Sebagai orang beriman kepada Allah, hendaknya berhati-hati menempnuh
kehidupan. Jika lengah dan salah arah bisa melenceng dari tujuan hidup,
tersesat.
Agar tidak terjadi kesalahan, sempatkan berhenti sejenak, melihat
kembali arah jalan yang benar. Arahkan biduk hidup ini lurus menuju Allah SWT.
Berhenti sejenak dalam ibadah haji dikenal dengan wukuf. Saat itu hamba
melakukan koreksi diri secara total, dan mengakui kesalahan yang pernah
diperbuat.
Perjalanan yang salah arah, melenceng, dan tersesat harus segera
diubah. Jika dibiarkan, termasuk golongan orang merugi (khoosirin).
Sebagai “penebusnya”, Allah mendorong kita agar berlomba menjadi orang yang
baik (fastabiqul khairaat).

+--

• [Tugas Wajib]
(1) Menurut teks tentang arah hidup menuju Allah SWT, apa sebutan untuk berhenti sejenak dalam ibadah haji?
(2) Sambung teks tentang arah hidup menuju Allah SWT, dimulai setelah kalimat terakhirnya.
Entri di bawah ini tidak ada hubungannya dengan teks.

+--

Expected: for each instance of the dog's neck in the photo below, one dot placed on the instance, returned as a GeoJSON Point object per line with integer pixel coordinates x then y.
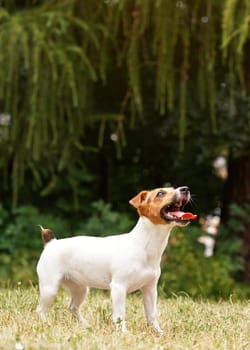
{"type": "Point", "coordinates": [153, 238]}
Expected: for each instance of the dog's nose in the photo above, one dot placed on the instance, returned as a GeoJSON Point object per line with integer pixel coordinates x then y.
{"type": "Point", "coordinates": [184, 189]}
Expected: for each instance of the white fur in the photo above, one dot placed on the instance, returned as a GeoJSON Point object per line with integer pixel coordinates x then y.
{"type": "Point", "coordinates": [121, 264]}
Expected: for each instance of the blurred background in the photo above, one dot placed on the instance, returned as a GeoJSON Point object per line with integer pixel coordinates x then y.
{"type": "Point", "coordinates": [100, 99]}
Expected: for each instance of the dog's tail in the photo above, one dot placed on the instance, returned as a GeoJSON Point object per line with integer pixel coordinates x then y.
{"type": "Point", "coordinates": [47, 234]}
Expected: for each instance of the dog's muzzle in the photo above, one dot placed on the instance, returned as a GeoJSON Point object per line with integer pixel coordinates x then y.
{"type": "Point", "coordinates": [174, 211]}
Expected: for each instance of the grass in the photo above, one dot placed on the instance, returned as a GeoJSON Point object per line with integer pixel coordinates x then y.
{"type": "Point", "coordinates": [188, 324]}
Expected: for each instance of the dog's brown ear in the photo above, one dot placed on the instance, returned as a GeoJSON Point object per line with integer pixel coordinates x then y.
{"type": "Point", "coordinates": [138, 199]}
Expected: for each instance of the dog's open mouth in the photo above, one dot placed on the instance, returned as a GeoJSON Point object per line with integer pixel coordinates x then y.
{"type": "Point", "coordinates": [174, 212]}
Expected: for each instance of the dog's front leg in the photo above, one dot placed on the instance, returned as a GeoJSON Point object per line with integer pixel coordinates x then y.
{"type": "Point", "coordinates": [118, 296]}
{"type": "Point", "coordinates": [149, 293]}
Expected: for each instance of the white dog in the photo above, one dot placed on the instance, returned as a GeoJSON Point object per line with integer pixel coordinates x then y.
{"type": "Point", "coordinates": [123, 263]}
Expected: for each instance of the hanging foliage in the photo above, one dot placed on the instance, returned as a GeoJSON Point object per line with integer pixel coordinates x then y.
{"type": "Point", "coordinates": [52, 53]}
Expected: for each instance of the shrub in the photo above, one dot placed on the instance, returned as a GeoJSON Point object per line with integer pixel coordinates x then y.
{"type": "Point", "coordinates": [185, 269]}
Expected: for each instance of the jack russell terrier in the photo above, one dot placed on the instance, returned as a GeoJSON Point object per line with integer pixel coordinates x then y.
{"type": "Point", "coordinates": [123, 263]}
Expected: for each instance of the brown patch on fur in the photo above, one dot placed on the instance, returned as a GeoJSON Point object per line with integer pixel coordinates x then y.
{"type": "Point", "coordinates": [47, 234]}
{"type": "Point", "coordinates": [149, 204]}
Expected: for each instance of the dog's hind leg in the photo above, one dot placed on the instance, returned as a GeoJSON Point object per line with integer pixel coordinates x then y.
{"type": "Point", "coordinates": [47, 295]}
{"type": "Point", "coordinates": [78, 294]}
{"type": "Point", "coordinates": [118, 296]}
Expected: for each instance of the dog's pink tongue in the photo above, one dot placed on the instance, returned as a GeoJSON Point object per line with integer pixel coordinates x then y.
{"type": "Point", "coordinates": [183, 215]}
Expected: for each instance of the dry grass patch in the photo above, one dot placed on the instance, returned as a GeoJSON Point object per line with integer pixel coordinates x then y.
{"type": "Point", "coordinates": [187, 324]}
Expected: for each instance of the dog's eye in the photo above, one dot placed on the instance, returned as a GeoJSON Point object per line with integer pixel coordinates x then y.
{"type": "Point", "coordinates": [160, 194]}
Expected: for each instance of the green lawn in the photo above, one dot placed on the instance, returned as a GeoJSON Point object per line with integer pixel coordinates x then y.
{"type": "Point", "coordinates": [187, 324]}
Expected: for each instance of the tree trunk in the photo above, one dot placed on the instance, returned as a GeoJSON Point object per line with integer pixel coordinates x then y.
{"type": "Point", "coordinates": [237, 190]}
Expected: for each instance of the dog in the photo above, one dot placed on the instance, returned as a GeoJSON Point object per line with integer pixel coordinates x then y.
{"type": "Point", "coordinates": [122, 264]}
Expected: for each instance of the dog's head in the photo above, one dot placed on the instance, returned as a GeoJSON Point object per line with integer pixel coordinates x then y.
{"type": "Point", "coordinates": [164, 205]}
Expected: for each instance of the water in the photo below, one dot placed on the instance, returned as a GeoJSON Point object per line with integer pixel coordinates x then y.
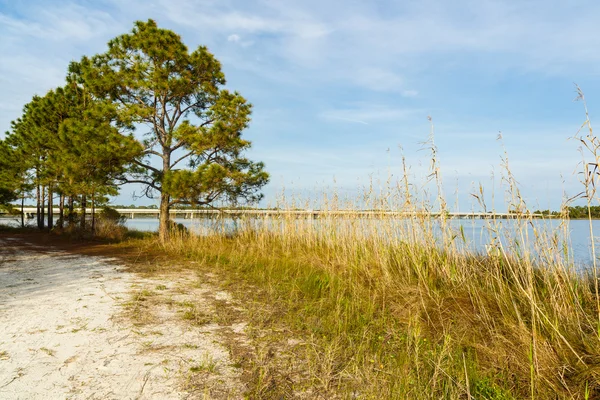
{"type": "Point", "coordinates": [477, 233]}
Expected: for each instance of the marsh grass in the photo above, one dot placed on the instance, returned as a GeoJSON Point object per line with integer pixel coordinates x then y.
{"type": "Point", "coordinates": [398, 308]}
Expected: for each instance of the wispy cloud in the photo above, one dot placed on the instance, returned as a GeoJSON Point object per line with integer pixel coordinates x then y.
{"type": "Point", "coordinates": [368, 114]}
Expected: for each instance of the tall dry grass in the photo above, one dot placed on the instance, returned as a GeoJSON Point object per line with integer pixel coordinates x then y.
{"type": "Point", "coordinates": [399, 308]}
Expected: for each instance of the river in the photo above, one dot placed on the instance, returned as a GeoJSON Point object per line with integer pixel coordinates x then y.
{"type": "Point", "coordinates": [474, 234]}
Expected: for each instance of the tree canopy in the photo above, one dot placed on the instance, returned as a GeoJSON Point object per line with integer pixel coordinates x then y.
{"type": "Point", "coordinates": [77, 140]}
{"type": "Point", "coordinates": [195, 124]}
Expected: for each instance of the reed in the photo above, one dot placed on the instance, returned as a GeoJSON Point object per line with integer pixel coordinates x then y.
{"type": "Point", "coordinates": [400, 308]}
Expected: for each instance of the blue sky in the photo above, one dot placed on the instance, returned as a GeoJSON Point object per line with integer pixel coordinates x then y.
{"type": "Point", "coordinates": [338, 86]}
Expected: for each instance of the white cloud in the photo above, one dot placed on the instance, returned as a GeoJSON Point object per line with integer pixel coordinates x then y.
{"type": "Point", "coordinates": [368, 114]}
{"type": "Point", "coordinates": [233, 38]}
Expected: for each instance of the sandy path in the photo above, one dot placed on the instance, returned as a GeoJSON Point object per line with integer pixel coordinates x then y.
{"type": "Point", "coordinates": [64, 334]}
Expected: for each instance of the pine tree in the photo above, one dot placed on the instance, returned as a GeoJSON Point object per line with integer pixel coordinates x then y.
{"type": "Point", "coordinates": [152, 79]}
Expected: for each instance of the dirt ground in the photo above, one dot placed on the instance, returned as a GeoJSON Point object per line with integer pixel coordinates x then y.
{"type": "Point", "coordinates": [78, 326]}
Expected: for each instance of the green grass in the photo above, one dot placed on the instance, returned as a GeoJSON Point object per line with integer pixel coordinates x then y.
{"type": "Point", "coordinates": [404, 320]}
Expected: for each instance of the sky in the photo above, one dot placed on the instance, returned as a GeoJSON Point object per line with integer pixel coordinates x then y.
{"type": "Point", "coordinates": [342, 90]}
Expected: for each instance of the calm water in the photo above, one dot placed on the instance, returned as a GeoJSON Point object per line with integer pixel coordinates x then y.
{"type": "Point", "coordinates": [477, 233]}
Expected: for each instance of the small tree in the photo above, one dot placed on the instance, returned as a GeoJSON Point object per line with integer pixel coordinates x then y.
{"type": "Point", "coordinates": [152, 79]}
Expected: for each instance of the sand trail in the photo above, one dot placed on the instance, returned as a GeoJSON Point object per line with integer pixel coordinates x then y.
{"type": "Point", "coordinates": [65, 332]}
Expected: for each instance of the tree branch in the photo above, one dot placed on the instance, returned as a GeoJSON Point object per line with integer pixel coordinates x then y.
{"type": "Point", "coordinates": [182, 158]}
{"type": "Point", "coordinates": [151, 168]}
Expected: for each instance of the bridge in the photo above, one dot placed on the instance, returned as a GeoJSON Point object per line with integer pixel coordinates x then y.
{"type": "Point", "coordinates": [131, 213]}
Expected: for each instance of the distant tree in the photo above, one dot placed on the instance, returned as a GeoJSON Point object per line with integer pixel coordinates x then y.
{"type": "Point", "coordinates": [8, 182]}
{"type": "Point", "coordinates": [152, 79]}
{"type": "Point", "coordinates": [69, 141]}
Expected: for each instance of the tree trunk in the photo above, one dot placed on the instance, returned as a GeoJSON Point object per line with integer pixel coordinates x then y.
{"type": "Point", "coordinates": [93, 215]}
{"type": "Point", "coordinates": [38, 211]}
{"type": "Point", "coordinates": [42, 208]}
{"type": "Point", "coordinates": [83, 204]}
{"type": "Point", "coordinates": [71, 211]}
{"type": "Point", "coordinates": [163, 225]}
{"type": "Point", "coordinates": [50, 208]}
{"type": "Point", "coordinates": [22, 207]}
{"type": "Point", "coordinates": [165, 199]}
{"type": "Point", "coordinates": [61, 211]}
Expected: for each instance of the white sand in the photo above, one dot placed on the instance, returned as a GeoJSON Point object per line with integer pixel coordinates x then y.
{"type": "Point", "coordinates": [63, 333]}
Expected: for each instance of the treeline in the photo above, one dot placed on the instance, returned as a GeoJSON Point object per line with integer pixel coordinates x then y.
{"type": "Point", "coordinates": [75, 145]}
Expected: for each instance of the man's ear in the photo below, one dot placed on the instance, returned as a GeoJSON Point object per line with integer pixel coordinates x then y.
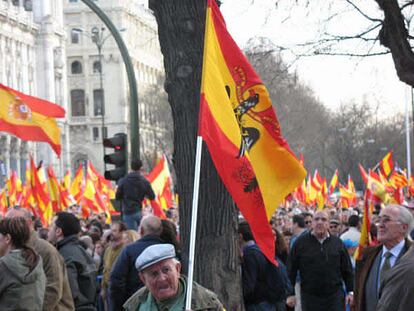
{"type": "Point", "coordinates": [178, 266]}
{"type": "Point", "coordinates": [8, 238]}
{"type": "Point", "coordinates": [141, 277]}
{"type": "Point", "coordinates": [58, 231]}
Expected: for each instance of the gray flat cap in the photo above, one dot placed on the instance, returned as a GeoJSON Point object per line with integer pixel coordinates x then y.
{"type": "Point", "coordinates": [153, 254]}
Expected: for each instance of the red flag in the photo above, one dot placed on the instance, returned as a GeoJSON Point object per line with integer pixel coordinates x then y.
{"type": "Point", "coordinates": [30, 118]}
{"type": "Point", "coordinates": [242, 132]}
{"type": "Point", "coordinates": [364, 174]}
{"type": "Point", "coordinates": [334, 182]}
{"type": "Point", "coordinates": [386, 164]}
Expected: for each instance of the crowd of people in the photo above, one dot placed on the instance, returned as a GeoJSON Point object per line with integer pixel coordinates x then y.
{"type": "Point", "coordinates": [316, 250]}
{"type": "Point", "coordinates": [89, 264]}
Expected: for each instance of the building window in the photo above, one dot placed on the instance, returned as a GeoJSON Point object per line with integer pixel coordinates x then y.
{"type": "Point", "coordinates": [97, 102]}
{"type": "Point", "coordinates": [95, 133]}
{"type": "Point", "coordinates": [76, 67]}
{"type": "Point", "coordinates": [74, 36]}
{"type": "Point", "coordinates": [28, 5]}
{"type": "Point", "coordinates": [77, 99]}
{"type": "Point", "coordinates": [97, 68]}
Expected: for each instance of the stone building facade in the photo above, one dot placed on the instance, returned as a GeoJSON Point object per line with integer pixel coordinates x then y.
{"type": "Point", "coordinates": [32, 60]}
{"type": "Point", "coordinates": [84, 73]}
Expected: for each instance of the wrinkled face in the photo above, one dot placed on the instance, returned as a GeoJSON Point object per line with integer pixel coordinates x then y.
{"type": "Point", "coordinates": [162, 279]}
{"type": "Point", "coordinates": [54, 233]}
{"type": "Point", "coordinates": [320, 223]}
{"type": "Point", "coordinates": [308, 222]}
{"type": "Point", "coordinates": [4, 244]}
{"type": "Point", "coordinates": [390, 230]}
{"type": "Point", "coordinates": [116, 233]}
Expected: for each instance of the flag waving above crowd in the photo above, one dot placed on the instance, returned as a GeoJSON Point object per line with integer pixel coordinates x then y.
{"type": "Point", "coordinates": [242, 132]}
{"type": "Point", "coordinates": [30, 118]}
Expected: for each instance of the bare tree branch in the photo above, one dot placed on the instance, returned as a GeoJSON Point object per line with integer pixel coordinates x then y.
{"type": "Point", "coordinates": [362, 13]}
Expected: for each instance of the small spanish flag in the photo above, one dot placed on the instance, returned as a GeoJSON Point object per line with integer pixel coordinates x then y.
{"type": "Point", "coordinates": [386, 164]}
{"type": "Point", "coordinates": [30, 118]}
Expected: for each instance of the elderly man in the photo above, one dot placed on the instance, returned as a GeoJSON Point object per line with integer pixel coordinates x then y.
{"type": "Point", "coordinates": [164, 288]}
{"type": "Point", "coordinates": [80, 266]}
{"type": "Point", "coordinates": [324, 266]}
{"type": "Point", "coordinates": [123, 281]}
{"type": "Point", "coordinates": [397, 290]}
{"type": "Point", "coordinates": [376, 262]}
{"type": "Point", "coordinates": [58, 296]}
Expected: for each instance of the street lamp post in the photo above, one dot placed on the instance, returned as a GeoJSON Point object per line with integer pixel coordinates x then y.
{"type": "Point", "coordinates": [98, 38]}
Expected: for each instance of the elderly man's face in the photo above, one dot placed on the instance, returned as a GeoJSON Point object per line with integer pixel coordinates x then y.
{"type": "Point", "coordinates": [390, 230]}
{"type": "Point", "coordinates": [320, 223]}
{"type": "Point", "coordinates": [162, 279]}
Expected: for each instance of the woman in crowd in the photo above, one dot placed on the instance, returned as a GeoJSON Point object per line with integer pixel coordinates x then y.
{"type": "Point", "coordinates": [22, 282]}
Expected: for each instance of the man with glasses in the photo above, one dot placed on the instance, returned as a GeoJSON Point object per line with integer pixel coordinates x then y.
{"type": "Point", "coordinates": [308, 220]}
{"type": "Point", "coordinates": [376, 262]}
{"type": "Point", "coordinates": [324, 266]}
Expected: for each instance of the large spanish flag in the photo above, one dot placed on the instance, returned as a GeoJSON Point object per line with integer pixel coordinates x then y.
{"type": "Point", "coordinates": [30, 118]}
{"type": "Point", "coordinates": [242, 132]}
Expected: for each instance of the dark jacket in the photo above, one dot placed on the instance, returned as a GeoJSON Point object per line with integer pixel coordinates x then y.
{"type": "Point", "coordinates": [132, 189]}
{"type": "Point", "coordinates": [397, 291]}
{"type": "Point", "coordinates": [81, 271]}
{"type": "Point", "coordinates": [323, 267]}
{"type": "Point", "coordinates": [124, 279]}
{"type": "Point", "coordinates": [21, 288]}
{"type": "Point", "coordinates": [261, 280]}
{"type": "Point", "coordinates": [58, 296]}
{"type": "Point", "coordinates": [362, 269]}
{"type": "Point", "coordinates": [201, 299]}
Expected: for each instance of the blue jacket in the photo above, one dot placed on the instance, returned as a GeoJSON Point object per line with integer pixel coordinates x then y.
{"type": "Point", "coordinates": [124, 279]}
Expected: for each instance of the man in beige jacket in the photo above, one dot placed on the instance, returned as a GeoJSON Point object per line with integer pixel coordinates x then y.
{"type": "Point", "coordinates": [58, 295]}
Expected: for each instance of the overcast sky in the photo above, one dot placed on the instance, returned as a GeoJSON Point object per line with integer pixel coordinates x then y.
{"type": "Point", "coordinates": [334, 79]}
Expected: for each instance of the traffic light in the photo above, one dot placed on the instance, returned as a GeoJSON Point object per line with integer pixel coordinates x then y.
{"type": "Point", "coordinates": [119, 157]}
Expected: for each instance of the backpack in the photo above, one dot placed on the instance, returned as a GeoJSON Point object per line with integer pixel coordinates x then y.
{"type": "Point", "coordinates": [277, 282]}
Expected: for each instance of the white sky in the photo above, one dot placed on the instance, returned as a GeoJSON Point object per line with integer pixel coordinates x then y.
{"type": "Point", "coordinates": [334, 79]}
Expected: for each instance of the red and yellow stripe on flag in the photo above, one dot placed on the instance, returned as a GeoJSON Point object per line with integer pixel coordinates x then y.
{"type": "Point", "coordinates": [334, 182]}
{"type": "Point", "coordinates": [241, 130]}
{"type": "Point", "coordinates": [386, 164]}
{"type": "Point", "coordinates": [365, 239]}
{"type": "Point", "coordinates": [30, 118]}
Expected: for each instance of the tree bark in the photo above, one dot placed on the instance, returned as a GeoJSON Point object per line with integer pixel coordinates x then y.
{"type": "Point", "coordinates": [181, 35]}
{"type": "Point", "coordinates": [394, 35]}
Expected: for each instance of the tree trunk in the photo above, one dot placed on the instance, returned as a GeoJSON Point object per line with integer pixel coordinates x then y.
{"type": "Point", "coordinates": [181, 35]}
{"type": "Point", "coordinates": [394, 35]}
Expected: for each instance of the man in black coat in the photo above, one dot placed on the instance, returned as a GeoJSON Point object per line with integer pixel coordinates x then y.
{"type": "Point", "coordinates": [324, 266]}
{"type": "Point", "coordinates": [80, 266]}
{"type": "Point", "coordinates": [124, 280]}
{"type": "Point", "coordinates": [131, 191]}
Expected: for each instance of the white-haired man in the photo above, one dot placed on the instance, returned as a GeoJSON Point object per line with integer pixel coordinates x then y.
{"type": "Point", "coordinates": [165, 288]}
{"type": "Point", "coordinates": [377, 262]}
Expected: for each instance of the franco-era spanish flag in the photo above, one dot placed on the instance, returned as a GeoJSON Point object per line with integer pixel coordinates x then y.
{"type": "Point", "coordinates": [242, 132]}
{"type": "Point", "coordinates": [30, 118]}
{"type": "Point", "coordinates": [387, 165]}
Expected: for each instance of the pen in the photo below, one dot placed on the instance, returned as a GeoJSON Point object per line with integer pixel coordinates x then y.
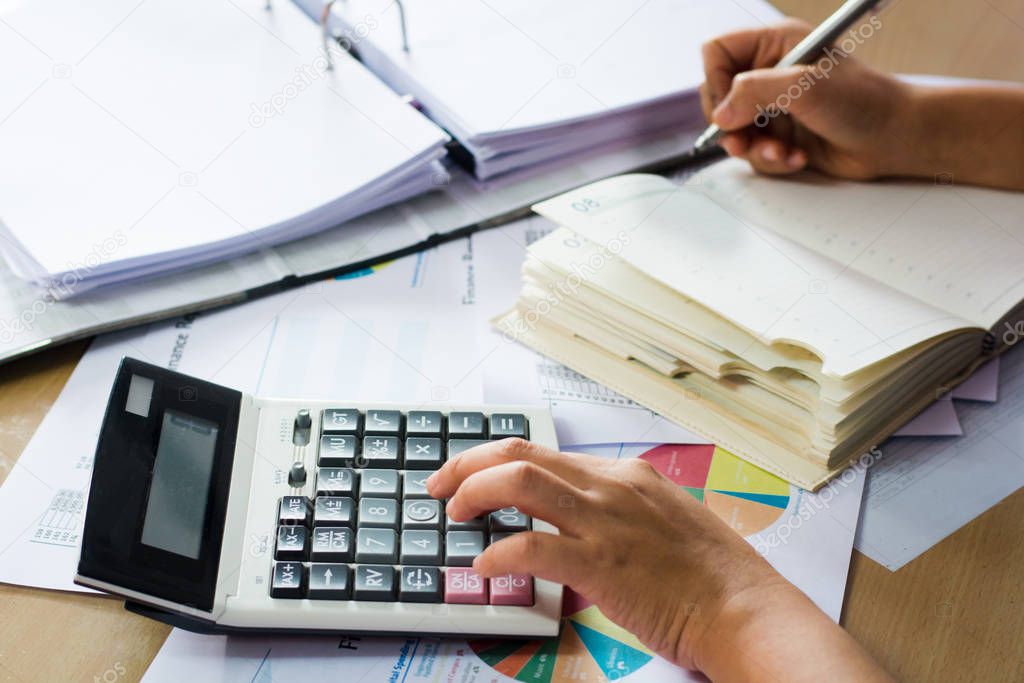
{"type": "Point", "coordinates": [807, 51]}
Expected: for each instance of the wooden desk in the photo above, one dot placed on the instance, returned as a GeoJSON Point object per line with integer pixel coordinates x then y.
{"type": "Point", "coordinates": [955, 613]}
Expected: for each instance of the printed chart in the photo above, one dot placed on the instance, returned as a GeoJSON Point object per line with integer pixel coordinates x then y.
{"type": "Point", "coordinates": [590, 647]}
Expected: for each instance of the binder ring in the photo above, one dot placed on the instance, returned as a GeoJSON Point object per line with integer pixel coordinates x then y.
{"type": "Point", "coordinates": [326, 30]}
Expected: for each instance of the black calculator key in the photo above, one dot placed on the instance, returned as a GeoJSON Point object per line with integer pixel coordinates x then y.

+--

• [Jawaban Tiap Tugas]
(1) Wukuf.

(2)
Orang yang baik, memiliki beberapa tanda: Pertama, dekat kepada
Allah. Ini posisi yang sangat baik, harus dicari. “Jika hamba-Ku bertanya
tentang Aku, katakan Aku dekat. Aku mengabulkan doa orang yang berdoa.
Beribadahlah dan berimanlah kepada-Ku agar kamu menjadi orang cerdas. Berdasar
ayat ini, kalau ingin dekat Allah, dua hal harus dilakukan, beribadah dan
beriman. Dengan demikian kita merasakan kedekatan dengan Allah. “Wa nahnu
aqrobu ilaihi min hablil wariid” (Dan, kami lebih dekat kepada manusia
daripada urat lehernya.)
Kedua, selalu
merasa “bersama” Allah. Dalam Al-Quran ditegaskan, posisi ini khusus dimiliki
orang yang sabar. “Wasta’iinu bishshobri washsholaah, innallaaha
ma’ashshoobiriin.” (Mintalah kepada-Ku dengan sabar dan shalat.
Sesungguhnya Allah “bersama” orang-orang
yang sabar.) Tanda orang sabar yaitu, ikhlash menjalankan perintah
Allah, mau menghindari larangan Allah dan tidak mengeluh jika mendapat ujian
dari Allah.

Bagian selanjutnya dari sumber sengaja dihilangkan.